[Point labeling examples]
******************************
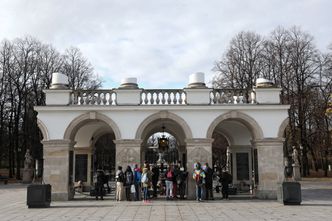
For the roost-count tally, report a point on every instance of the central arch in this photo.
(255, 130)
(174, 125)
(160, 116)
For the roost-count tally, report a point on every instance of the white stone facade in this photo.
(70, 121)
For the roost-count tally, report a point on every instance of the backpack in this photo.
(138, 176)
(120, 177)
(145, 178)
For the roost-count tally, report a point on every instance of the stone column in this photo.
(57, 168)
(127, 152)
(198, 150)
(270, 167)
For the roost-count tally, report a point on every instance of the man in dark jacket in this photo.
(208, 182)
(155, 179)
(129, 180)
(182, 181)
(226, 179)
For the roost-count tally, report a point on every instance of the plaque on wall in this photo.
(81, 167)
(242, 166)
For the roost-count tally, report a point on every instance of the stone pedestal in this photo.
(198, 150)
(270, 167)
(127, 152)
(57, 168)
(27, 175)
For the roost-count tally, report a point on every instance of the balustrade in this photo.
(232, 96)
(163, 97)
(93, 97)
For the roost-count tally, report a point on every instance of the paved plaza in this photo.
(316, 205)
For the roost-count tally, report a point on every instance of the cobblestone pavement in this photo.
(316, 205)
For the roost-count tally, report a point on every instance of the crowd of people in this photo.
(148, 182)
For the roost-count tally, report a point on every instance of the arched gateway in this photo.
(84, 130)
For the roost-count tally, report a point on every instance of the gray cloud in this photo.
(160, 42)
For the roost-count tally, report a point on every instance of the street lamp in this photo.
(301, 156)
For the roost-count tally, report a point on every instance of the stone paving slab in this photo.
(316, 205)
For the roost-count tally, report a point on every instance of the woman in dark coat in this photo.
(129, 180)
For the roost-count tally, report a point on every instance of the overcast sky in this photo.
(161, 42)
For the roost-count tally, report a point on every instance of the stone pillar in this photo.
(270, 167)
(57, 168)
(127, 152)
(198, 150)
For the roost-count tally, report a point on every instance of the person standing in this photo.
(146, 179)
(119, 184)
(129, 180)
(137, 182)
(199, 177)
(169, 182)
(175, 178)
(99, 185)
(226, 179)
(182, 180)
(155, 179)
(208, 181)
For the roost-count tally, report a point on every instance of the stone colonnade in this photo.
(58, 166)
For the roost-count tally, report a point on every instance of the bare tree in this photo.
******************************
• [PROMPT]
Write out, word for word, the line containing "cloud in this photo." and every line after it to the end of the data above.

• [SOLVED EXERCISE]
For the roost-count tally, report a point on every instance of the gray cloud in this photo.
(160, 42)
For the roost-count tally, report a point on every instance of the street lamp in this photo.
(301, 156)
For the roost-count tally, report a point on every instance of the stone paving slab in this photo.
(316, 205)
For the roost-count tally, report a point on every instance of the woman in dark coat in this photo.
(129, 180)
For the roost-count tally, report a point on every instance of the overcast sky in this photo.
(161, 42)
For the roost-count tally, report a point on every instance of the stone pillar in this photo.
(270, 167)
(57, 168)
(127, 152)
(198, 150)
For the roost-count tally, report a point on every instance of the person standing in this photo.
(146, 179)
(119, 184)
(129, 180)
(137, 182)
(199, 177)
(169, 182)
(175, 178)
(99, 185)
(226, 179)
(182, 180)
(155, 179)
(208, 181)
For the roost-count tally, report a point on every instance of the stone colonnade in this photo.
(58, 166)
For the roost-count tally, report a point on every instance of the bare tree in this photo.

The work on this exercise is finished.